_Directions:_
From the records below, print only the part that opens with the line containing "Target: cloudy sky" and closes with the line containing "Target: glowing lightning strike"; omit the pictures.

-- -- --

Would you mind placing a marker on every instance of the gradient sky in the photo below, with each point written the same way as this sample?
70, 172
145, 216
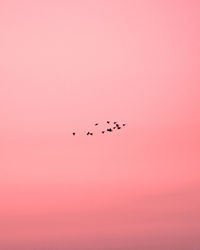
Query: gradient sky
65, 65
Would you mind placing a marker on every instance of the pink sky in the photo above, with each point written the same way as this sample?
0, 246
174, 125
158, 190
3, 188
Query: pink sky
65, 65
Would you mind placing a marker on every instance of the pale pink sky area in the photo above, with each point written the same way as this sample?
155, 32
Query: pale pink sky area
65, 65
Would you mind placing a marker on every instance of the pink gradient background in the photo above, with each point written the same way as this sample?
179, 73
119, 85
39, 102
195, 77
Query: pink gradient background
67, 64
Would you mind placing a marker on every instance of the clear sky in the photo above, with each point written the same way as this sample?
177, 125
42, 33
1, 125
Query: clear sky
65, 65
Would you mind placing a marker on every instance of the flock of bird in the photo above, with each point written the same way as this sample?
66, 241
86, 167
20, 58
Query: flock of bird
110, 129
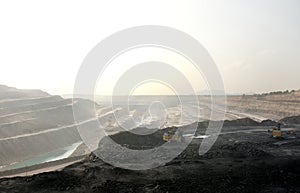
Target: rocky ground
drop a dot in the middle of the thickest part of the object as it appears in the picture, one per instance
(243, 159)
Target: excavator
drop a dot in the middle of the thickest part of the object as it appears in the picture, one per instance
(278, 134)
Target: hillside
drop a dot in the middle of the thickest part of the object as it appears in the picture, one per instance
(33, 123)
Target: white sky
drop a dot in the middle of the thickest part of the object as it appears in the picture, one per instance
(256, 44)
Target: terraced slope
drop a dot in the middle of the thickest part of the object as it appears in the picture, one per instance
(33, 123)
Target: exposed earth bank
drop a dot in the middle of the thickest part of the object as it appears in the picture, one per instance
(244, 159)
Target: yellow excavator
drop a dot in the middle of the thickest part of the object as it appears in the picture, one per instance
(173, 135)
(278, 134)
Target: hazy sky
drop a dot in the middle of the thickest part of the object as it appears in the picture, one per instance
(255, 43)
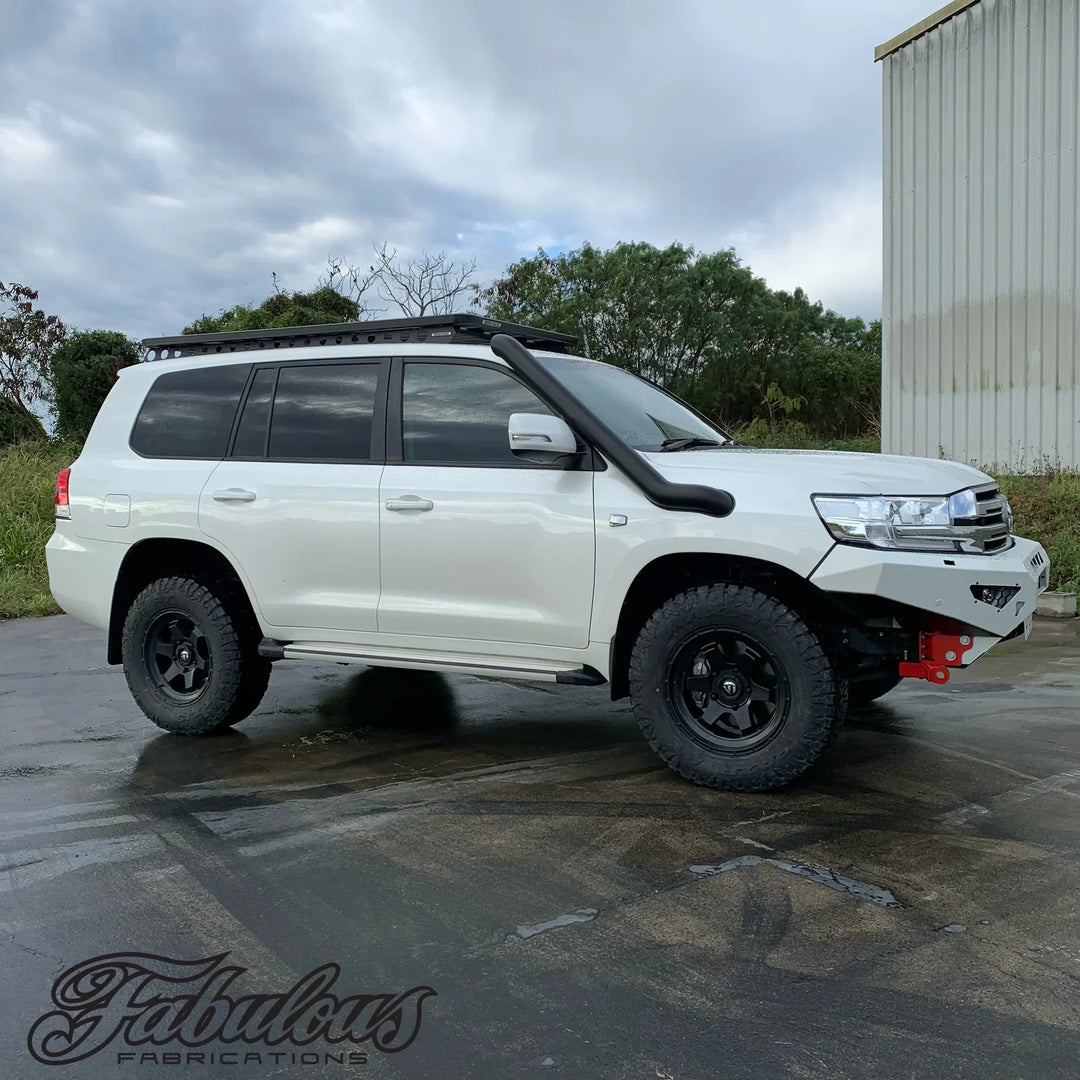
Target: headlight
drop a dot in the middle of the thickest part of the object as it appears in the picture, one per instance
(908, 523)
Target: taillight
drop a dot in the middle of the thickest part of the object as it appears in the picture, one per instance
(63, 508)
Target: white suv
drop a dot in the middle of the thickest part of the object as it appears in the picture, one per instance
(456, 494)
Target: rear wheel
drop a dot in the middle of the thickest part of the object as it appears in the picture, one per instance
(732, 689)
(191, 657)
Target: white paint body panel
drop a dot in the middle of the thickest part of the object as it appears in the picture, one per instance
(516, 565)
(503, 555)
(309, 540)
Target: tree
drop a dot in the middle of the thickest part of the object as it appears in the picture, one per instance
(83, 370)
(322, 305)
(423, 285)
(27, 339)
(703, 326)
(17, 424)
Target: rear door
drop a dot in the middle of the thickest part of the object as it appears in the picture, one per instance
(478, 543)
(295, 504)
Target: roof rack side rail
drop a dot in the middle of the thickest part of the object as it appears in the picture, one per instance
(430, 329)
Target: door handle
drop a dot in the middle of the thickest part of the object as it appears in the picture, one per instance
(409, 502)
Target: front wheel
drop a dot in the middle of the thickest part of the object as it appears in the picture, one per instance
(190, 658)
(732, 689)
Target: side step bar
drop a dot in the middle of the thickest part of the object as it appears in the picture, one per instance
(462, 663)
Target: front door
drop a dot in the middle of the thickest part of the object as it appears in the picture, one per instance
(295, 504)
(477, 543)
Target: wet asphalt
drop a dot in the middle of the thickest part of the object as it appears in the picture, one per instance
(908, 909)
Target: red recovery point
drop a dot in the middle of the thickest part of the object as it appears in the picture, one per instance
(937, 652)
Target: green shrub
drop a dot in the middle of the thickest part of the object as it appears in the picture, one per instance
(27, 486)
(83, 370)
(17, 424)
(1048, 509)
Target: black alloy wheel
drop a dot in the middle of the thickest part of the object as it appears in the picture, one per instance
(728, 690)
(177, 657)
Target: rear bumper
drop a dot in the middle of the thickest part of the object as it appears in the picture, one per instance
(82, 574)
(942, 585)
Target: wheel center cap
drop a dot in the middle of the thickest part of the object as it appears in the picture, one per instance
(730, 689)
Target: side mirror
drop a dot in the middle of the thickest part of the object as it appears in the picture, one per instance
(538, 431)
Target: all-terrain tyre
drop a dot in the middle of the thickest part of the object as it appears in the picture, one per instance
(865, 690)
(733, 690)
(190, 656)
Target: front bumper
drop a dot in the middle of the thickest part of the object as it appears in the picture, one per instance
(941, 585)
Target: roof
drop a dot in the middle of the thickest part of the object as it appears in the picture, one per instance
(433, 329)
(925, 27)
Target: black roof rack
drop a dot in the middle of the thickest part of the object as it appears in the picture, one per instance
(433, 329)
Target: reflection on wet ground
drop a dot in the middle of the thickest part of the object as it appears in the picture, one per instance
(908, 908)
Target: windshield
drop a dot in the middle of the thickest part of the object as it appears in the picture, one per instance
(640, 414)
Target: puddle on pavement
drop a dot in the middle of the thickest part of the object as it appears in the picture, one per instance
(820, 875)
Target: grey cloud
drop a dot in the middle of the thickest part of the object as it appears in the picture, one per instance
(163, 159)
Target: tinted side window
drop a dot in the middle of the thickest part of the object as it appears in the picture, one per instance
(324, 412)
(454, 413)
(190, 414)
(251, 441)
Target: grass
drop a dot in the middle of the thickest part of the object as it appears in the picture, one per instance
(1047, 509)
(27, 485)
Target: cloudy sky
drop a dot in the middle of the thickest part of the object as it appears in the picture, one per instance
(160, 159)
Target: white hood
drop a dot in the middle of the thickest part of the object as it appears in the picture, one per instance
(818, 471)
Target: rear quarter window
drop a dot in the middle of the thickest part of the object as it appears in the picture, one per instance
(190, 414)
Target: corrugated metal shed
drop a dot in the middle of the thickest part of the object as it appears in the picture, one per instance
(982, 234)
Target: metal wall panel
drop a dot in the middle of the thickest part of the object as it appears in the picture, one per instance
(982, 238)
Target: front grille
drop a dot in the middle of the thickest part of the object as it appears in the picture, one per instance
(989, 527)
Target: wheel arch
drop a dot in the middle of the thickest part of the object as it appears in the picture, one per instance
(667, 575)
(161, 556)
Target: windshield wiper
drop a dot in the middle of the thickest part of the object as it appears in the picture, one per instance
(687, 443)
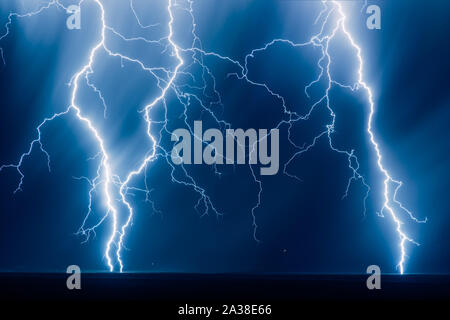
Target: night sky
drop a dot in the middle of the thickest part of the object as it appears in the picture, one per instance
(302, 226)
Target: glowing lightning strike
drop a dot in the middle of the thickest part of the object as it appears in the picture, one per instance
(388, 195)
(111, 182)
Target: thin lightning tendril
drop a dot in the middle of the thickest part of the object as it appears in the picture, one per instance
(332, 13)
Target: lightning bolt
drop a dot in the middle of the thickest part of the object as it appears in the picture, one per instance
(332, 13)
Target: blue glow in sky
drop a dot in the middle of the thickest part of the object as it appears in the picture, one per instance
(119, 87)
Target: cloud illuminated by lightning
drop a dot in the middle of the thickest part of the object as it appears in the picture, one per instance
(332, 14)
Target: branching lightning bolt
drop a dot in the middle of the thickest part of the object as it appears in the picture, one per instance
(332, 13)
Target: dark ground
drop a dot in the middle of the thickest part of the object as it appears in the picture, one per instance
(289, 296)
(222, 287)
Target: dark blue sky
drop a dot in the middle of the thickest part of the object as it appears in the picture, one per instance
(302, 226)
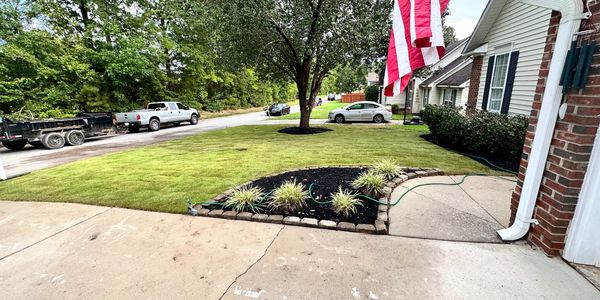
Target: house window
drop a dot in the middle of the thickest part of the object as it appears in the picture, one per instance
(498, 82)
(449, 97)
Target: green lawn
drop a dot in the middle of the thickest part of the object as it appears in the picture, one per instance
(162, 177)
(319, 112)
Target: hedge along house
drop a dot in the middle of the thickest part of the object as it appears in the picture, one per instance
(556, 202)
(507, 46)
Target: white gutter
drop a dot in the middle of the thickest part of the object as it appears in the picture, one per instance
(571, 15)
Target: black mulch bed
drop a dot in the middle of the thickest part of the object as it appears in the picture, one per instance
(503, 162)
(326, 181)
(298, 130)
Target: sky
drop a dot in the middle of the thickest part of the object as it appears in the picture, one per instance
(464, 15)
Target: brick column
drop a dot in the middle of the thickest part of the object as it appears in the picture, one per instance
(474, 82)
(569, 154)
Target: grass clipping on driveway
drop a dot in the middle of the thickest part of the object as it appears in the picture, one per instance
(162, 177)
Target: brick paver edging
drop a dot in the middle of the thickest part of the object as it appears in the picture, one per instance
(380, 226)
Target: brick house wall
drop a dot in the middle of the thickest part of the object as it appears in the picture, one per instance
(569, 153)
(474, 83)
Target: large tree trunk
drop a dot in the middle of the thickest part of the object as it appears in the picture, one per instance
(305, 104)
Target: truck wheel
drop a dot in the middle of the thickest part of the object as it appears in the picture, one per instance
(154, 125)
(133, 128)
(194, 119)
(53, 140)
(74, 138)
(15, 145)
(37, 144)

-- -- --

_Answer section:_
Target: cloudy sky
drop a dot in the middle of the thickest part of the object as it appears in the picture, one per instance
(160, 159)
Target: white hood
drop a dot in the middle of the thickest part of the object as it appears in the picture, one per instance
(818, 471)
Target: rear quarter window
drop a dot in the middle of the thickest part of the object as it appears in the picture, one per instance
(190, 414)
Target: corrugated metal shed
drop a dot in the middle of the thickest part of the object as it appears in the picture, one per instance
(982, 234)
Target: metal wall panel
drop a dot in the middle of the thickest part of the object as it appears in the picture, one per instance
(982, 238)
Target: front grille
drop a dot in the middle of the thickest part of the object as it appears in the picture, one per instance
(989, 527)
Target: wheel arch
drop a dot in the middle of the thickest part of the object as it appears in the picture, one per instance
(667, 575)
(161, 556)
Target: windshield wiper
drop a dot in the middle of the thickest part of the object as it appears in the picture, one per instance
(687, 443)
Target: night sky
drop a dot in the middle of the thickest part of the object as it appears in the picture, one per instance
(302, 226)
Target: glowing lightning strike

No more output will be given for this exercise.